GOALS:
1. Pick out every line of the listing that contains the string "trimmed"; case counts.
2. Carry on the comment thread about Cash, Hunter and Cosmo Jarvis, starting after its final comment.

··· PROVIDED TEXT

I approve SO HARD of Cash/Hunter shenanigans. The only thing that could make that better would be to throw Cosmo Jarvis into the mix. The levels of failyness would be EPIC.
JAM IS TOTALLY A FRUIT. IT IS.
I do not like this real life/working for a living thing. Please to be making it so we can just road trip and shenanigate all the time. ♥
>:( DO NOT ENCOURAGE THE PART OF MY BRAIN THAT WANTS TO WRITE FIC ABOUT COSMO JARVIS. (oh god, they would have a competition to see who could steal the most cutlery and have to be rescued from angry venue owners by eye-rolling bandmates. and then they would convince each other that handjobs are totes not gay. Ugh, brain, DNW)
I will buy you more jam doughnuts if you write it for me.
Omg they'd all steal cutlery and Cosmo would be all >:( CASH! BEER MATS DO NOT COUNT AS CUTLERY and Cash would >:( back and be all WELL HUNTER STOLE SOME SERVIETTES SO THOSE SHOULDN'T COUNT EITHER THEN! and Cosmo would wonder how he could possibly be the least faily out of the three of them, and then they all give handjobs that are totes not gay if you are drunk!

······
··· DATA TO USE

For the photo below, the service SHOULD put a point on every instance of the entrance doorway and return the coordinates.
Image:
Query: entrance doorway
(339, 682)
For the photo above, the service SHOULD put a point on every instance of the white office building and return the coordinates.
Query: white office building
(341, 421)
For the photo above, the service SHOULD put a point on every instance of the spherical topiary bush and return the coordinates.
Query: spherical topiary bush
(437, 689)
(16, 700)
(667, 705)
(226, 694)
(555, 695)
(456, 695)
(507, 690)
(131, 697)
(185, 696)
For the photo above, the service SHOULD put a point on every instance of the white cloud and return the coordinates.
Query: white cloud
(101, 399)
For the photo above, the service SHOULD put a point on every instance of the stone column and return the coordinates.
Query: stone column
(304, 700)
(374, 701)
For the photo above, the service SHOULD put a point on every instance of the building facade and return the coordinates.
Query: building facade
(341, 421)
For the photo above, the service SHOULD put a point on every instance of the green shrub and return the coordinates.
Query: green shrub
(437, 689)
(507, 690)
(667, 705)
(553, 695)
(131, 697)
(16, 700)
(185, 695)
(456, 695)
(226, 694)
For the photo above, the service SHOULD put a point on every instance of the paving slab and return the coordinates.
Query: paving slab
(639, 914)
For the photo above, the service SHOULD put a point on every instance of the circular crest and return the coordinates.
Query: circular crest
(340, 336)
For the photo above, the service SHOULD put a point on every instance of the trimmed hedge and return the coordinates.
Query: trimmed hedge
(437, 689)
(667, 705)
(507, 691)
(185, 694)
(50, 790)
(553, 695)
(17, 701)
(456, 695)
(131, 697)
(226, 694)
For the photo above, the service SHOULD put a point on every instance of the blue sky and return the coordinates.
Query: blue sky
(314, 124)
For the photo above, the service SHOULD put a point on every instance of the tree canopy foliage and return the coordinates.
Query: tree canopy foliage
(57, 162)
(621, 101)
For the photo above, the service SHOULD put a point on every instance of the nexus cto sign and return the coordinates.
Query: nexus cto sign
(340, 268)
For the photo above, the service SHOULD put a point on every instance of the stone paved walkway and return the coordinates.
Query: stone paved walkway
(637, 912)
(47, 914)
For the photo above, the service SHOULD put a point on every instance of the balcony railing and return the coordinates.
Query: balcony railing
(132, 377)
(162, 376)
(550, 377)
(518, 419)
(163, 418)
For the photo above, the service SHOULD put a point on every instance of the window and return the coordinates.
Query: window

······

SOLVED TASKS:
1.
For the photo above, the service SHOULD put a point on every instance of the trimmed hedge and return the coordinates.
Query: trimmed hedge

2.
And then Cash would start stealing plates and mugs and say that he was the king of thieves but Cosmo would be all >:( CASH PEOPLE NEED PLATES AND MUGS YOU CANNOT STEAL THEM and Cash would be all >:( back and say BUT PEOPLE NEED CUTLERY and Cosmo would roll his eyes and say DUH, THEY CAN EAT WITH THEIR HANDS. YOU DO NOT UNDERSTAND ANYTHING ABOUT ANYTHING. Meanwhile, Hunter would be happily breaking all the plates over his head and giggling a lot. Also, handjobs are not gay as long as there is porn with ladies in it playing on the TV. And blowjobs are not gay if you keep your eyes closed.
JAM IS TOTALLY A FRUIT. IT IS.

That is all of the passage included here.